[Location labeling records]

## begin

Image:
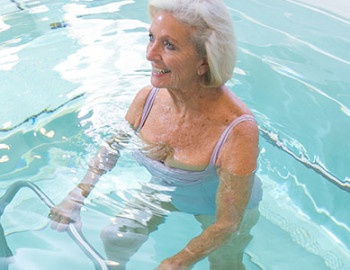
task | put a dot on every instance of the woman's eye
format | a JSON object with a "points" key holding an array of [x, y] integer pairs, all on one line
{"points": [[169, 45]]}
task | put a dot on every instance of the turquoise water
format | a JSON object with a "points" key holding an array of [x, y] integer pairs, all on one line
{"points": [[62, 90]]}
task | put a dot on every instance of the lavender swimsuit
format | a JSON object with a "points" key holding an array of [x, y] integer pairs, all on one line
{"points": [[192, 191]]}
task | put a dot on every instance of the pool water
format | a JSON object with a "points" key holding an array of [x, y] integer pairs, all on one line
{"points": [[69, 70]]}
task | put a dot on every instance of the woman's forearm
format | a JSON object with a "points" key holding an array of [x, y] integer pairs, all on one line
{"points": [[209, 240]]}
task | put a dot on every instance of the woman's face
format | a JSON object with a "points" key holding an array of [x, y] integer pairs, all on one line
{"points": [[172, 53]]}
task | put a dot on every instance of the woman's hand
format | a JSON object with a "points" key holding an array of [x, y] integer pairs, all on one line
{"points": [[68, 211], [172, 264]]}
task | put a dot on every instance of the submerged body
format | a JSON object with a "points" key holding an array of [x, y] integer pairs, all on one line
{"points": [[201, 142]]}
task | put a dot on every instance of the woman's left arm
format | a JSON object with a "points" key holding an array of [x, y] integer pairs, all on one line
{"points": [[232, 197]]}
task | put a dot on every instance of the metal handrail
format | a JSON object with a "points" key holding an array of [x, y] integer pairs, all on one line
{"points": [[74, 232]]}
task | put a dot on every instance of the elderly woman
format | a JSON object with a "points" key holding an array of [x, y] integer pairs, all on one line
{"points": [[202, 141]]}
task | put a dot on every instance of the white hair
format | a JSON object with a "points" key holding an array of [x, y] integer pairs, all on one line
{"points": [[214, 36]]}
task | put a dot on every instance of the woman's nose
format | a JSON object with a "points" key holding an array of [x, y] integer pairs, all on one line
{"points": [[152, 52]]}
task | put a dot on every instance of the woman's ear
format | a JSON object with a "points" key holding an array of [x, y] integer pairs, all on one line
{"points": [[203, 68]]}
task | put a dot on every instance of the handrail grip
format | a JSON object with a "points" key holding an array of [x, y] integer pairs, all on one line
{"points": [[75, 233]]}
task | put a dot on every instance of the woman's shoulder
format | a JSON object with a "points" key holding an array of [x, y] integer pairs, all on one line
{"points": [[134, 113]]}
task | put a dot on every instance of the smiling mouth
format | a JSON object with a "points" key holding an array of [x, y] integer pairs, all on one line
{"points": [[160, 71]]}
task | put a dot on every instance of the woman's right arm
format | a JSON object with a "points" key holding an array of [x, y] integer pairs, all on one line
{"points": [[68, 210]]}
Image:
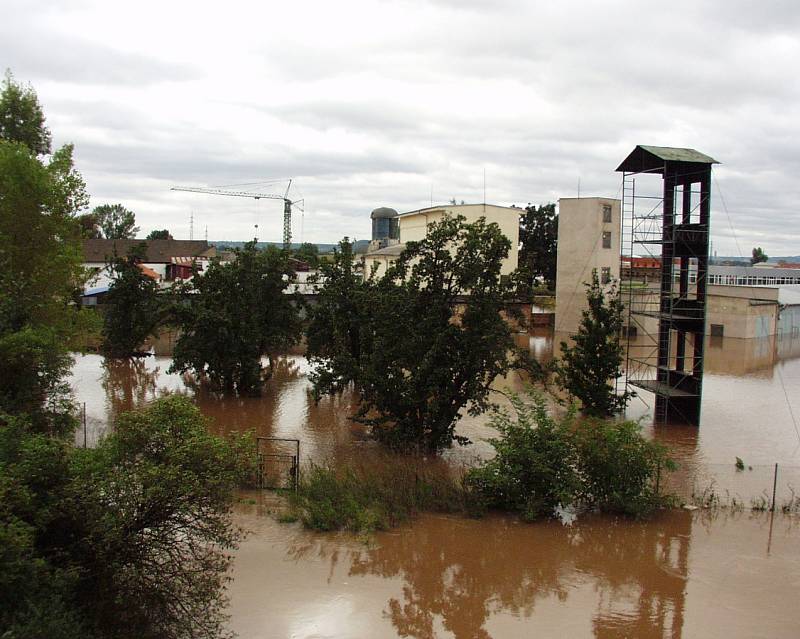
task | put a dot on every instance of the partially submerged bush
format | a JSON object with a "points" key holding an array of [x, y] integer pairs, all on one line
{"points": [[376, 496], [543, 463], [535, 468]]}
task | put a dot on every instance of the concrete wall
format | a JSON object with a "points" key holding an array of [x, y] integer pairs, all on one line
{"points": [[580, 251]]}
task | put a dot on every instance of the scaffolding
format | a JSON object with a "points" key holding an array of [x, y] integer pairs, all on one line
{"points": [[666, 314]]}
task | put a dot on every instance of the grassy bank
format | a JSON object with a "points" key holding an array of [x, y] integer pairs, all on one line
{"points": [[376, 495]]}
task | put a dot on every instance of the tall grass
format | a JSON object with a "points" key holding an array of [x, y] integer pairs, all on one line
{"points": [[377, 494]]}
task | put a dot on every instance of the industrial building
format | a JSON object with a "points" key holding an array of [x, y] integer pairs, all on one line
{"points": [[413, 226], [588, 241]]}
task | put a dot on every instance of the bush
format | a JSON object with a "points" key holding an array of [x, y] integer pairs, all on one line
{"points": [[535, 467], [543, 463], [620, 468]]}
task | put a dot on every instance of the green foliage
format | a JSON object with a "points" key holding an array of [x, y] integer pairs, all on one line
{"points": [[620, 468], [422, 344], [339, 322], [40, 269], [538, 237], [535, 466], [758, 256], [22, 118], [309, 253], [542, 463], [589, 367], [235, 314], [132, 309], [89, 227], [366, 498], [115, 221], [163, 234], [127, 540]]}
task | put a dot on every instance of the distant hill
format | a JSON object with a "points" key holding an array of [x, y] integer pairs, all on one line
{"points": [[360, 245]]}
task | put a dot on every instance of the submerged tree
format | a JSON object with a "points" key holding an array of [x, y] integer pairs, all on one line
{"points": [[235, 314], [423, 344], [589, 368], [130, 539], [132, 309], [40, 262]]}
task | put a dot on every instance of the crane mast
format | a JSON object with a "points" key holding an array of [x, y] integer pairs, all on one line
{"points": [[287, 204]]}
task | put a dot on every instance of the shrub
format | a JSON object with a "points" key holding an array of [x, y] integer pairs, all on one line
{"points": [[619, 468], [535, 467], [542, 462]]}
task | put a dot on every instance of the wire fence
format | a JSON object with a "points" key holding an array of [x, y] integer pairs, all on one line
{"points": [[737, 486]]}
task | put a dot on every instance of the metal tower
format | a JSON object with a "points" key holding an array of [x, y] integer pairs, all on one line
{"points": [[287, 204], [673, 227]]}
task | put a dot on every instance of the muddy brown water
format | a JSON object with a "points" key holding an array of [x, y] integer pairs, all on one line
{"points": [[684, 574]]}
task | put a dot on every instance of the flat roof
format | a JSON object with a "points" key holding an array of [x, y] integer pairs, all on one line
{"points": [[443, 207]]}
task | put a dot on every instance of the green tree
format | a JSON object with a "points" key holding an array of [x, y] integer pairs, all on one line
{"points": [[89, 228], [236, 314], [127, 540], [538, 236], [424, 343], [339, 321], [40, 269], [589, 368], [308, 253], [132, 309], [758, 256], [163, 234], [116, 222], [22, 118]]}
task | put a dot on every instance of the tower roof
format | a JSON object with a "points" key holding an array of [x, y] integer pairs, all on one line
{"points": [[654, 158]]}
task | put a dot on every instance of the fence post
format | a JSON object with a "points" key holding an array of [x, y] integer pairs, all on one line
{"points": [[774, 486]]}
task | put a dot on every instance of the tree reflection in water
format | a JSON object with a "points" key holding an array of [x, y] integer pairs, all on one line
{"points": [[459, 573], [128, 383]]}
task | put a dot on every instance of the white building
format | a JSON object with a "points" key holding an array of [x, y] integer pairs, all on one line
{"points": [[588, 240], [413, 226]]}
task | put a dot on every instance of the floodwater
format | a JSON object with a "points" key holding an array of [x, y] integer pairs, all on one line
{"points": [[684, 574]]}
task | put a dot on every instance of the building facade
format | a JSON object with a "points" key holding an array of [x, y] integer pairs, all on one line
{"points": [[413, 226], [588, 241]]}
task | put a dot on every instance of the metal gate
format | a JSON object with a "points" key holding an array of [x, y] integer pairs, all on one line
{"points": [[278, 463]]}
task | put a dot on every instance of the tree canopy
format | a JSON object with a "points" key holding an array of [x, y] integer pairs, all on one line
{"points": [[132, 307], [126, 540], [115, 221], [538, 236], [237, 313], [589, 367], [422, 344], [22, 118]]}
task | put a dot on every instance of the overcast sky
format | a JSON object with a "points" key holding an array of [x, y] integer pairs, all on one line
{"points": [[369, 104]]}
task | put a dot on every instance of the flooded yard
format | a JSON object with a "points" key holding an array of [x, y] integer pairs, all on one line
{"points": [[684, 574]]}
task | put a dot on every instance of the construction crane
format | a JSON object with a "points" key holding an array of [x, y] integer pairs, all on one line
{"points": [[287, 204]]}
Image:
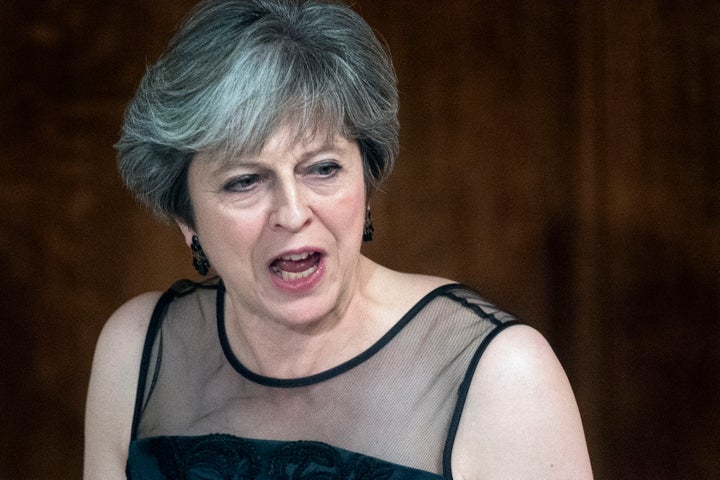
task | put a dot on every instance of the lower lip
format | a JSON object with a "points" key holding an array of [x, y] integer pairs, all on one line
{"points": [[300, 285]]}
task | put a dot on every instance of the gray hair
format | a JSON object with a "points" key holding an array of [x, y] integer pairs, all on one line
{"points": [[235, 71]]}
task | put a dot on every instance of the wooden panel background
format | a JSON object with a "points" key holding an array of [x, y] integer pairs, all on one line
{"points": [[561, 157]]}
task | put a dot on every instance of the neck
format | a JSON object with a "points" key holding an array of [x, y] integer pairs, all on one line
{"points": [[284, 351]]}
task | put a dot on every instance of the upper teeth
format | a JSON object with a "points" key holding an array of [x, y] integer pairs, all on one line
{"points": [[295, 257]]}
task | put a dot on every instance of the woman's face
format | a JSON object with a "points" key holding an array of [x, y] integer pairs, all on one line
{"points": [[284, 228]]}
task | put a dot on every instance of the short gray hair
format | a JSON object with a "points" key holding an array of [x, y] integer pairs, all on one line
{"points": [[235, 71]]}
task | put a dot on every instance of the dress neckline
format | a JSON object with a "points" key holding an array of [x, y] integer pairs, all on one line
{"points": [[327, 374]]}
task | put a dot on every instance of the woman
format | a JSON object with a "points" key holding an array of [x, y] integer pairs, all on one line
{"points": [[262, 132]]}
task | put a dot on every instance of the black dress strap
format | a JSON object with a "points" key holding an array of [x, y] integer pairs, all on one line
{"points": [[180, 288]]}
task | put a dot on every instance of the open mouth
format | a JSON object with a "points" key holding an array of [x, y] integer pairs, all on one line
{"points": [[296, 266]]}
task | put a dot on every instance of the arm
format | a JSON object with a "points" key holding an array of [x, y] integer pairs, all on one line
{"points": [[111, 393], [521, 420]]}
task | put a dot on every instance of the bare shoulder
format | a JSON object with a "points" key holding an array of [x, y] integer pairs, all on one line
{"points": [[521, 419], [111, 392]]}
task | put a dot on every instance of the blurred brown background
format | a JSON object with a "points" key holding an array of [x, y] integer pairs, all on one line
{"points": [[561, 157]]}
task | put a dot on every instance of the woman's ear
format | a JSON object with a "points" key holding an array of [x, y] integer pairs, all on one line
{"points": [[186, 230]]}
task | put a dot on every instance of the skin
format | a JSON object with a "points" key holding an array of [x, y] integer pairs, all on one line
{"points": [[520, 421]]}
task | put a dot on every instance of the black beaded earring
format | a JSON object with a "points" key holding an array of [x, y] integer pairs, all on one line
{"points": [[200, 260], [368, 229]]}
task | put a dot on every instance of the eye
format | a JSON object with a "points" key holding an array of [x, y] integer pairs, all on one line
{"points": [[243, 183], [325, 169]]}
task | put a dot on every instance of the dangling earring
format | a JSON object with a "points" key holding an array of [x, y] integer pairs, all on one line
{"points": [[200, 260], [368, 229]]}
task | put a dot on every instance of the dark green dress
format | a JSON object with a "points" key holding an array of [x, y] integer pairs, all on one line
{"points": [[392, 412]]}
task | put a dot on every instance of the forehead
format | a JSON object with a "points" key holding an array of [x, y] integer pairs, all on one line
{"points": [[291, 138]]}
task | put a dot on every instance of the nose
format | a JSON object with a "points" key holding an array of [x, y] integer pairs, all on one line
{"points": [[290, 211]]}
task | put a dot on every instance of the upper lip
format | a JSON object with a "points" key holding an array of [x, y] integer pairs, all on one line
{"points": [[295, 252]]}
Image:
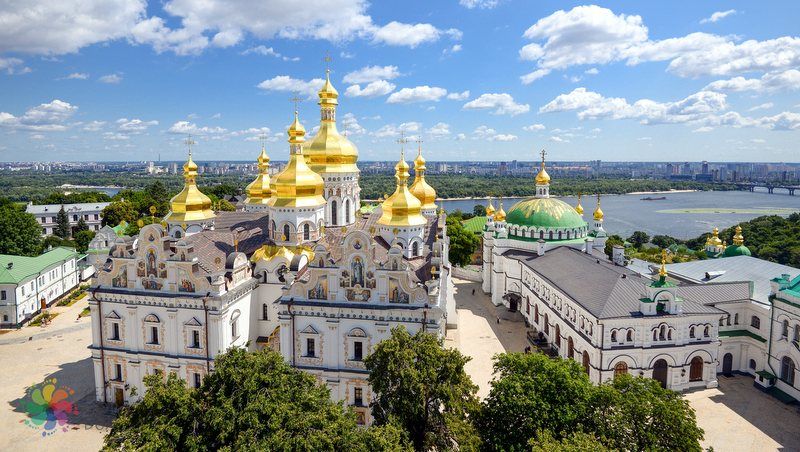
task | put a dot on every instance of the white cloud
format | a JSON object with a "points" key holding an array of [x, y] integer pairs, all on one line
{"points": [[285, 83], [482, 4], [190, 128], [594, 35], [112, 79], [53, 28], [439, 130], [772, 81], [50, 117], [717, 16], [268, 51], [13, 66], [374, 89], [764, 106], [533, 127], [94, 126], [134, 125], [369, 74], [464, 95], [501, 103], [423, 93]]}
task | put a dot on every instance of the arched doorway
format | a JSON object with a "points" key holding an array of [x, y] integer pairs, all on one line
{"points": [[660, 370], [727, 364], [696, 369]]}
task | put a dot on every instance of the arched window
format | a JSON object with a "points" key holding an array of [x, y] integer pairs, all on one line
{"points": [[696, 369], [787, 370]]}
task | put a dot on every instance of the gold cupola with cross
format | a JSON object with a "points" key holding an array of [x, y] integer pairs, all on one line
{"points": [[259, 191], [420, 188], [190, 210]]}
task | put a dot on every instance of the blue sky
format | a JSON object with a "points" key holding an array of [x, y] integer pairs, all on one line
{"points": [[477, 79]]}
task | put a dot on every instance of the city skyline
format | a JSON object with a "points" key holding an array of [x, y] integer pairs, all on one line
{"points": [[478, 80]]}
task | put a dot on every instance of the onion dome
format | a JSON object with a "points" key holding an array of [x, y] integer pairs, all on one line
{"points": [[328, 151], [579, 207], [297, 185], [259, 191], [738, 248], [402, 208], [500, 215], [190, 204], [598, 212], [420, 188], [490, 209]]}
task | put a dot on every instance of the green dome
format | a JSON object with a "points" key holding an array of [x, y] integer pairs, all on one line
{"points": [[736, 250], [544, 213]]}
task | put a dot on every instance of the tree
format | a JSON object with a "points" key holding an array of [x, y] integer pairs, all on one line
{"points": [[532, 393], [638, 414], [117, 212], [422, 387], [251, 401], [610, 242], [463, 243], [20, 233], [62, 228], [82, 240], [639, 238]]}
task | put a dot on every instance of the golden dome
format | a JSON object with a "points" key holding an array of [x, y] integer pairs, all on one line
{"points": [[402, 208], [259, 191], [297, 185], [190, 204], [328, 151], [579, 207], [500, 215], [598, 212], [420, 188]]}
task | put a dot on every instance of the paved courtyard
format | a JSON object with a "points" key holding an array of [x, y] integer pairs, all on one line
{"points": [[30, 356], [735, 416]]}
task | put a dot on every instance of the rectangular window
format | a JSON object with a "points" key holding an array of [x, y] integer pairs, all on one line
{"points": [[310, 347], [195, 339]]}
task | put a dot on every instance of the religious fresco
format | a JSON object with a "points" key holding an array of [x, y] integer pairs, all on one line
{"points": [[320, 290], [396, 293], [121, 280], [357, 268]]}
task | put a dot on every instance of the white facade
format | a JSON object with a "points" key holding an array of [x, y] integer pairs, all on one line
{"points": [[47, 215]]}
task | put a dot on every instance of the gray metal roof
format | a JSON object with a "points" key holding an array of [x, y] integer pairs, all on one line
{"points": [[600, 287], [736, 268]]}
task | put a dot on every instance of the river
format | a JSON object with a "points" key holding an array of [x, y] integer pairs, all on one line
{"points": [[681, 215]]}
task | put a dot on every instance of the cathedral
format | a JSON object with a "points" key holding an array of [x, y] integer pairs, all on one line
{"points": [[303, 270]]}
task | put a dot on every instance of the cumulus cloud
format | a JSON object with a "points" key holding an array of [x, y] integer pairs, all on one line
{"points": [[50, 117], [369, 74], [373, 89], [500, 103], [423, 93], [190, 128], [285, 83], [592, 35], [717, 16], [464, 95]]}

## end

From the line containing "gray metal roof" down to the last line, reproduce the records exactly. Include both ends.

task | put a dot on every instance of the gray metal roof
format | a JSON object with a "points" key holding an array of [x, y] integer pairs, all on one line
{"points": [[600, 287], [736, 268]]}
task | put a dot on every instance of the river
format | a JSON object with a "points" key holding an array of [x, y] integer pairs, all on one line
{"points": [[681, 215]]}
task | put a dot on every instance of the cathedral
format | a JSON object with a "points" key holding an array of [x, y] integer pairs, all on one line
{"points": [[303, 270]]}
task | put a dot on every instance of the cumulus cloud
format | a JSON object with a "points" key holding an array of [x, y] integer pairs, all on one line
{"points": [[50, 117], [369, 74], [373, 89], [500, 103], [423, 93], [190, 128], [285, 83], [592, 35], [717, 16], [464, 95]]}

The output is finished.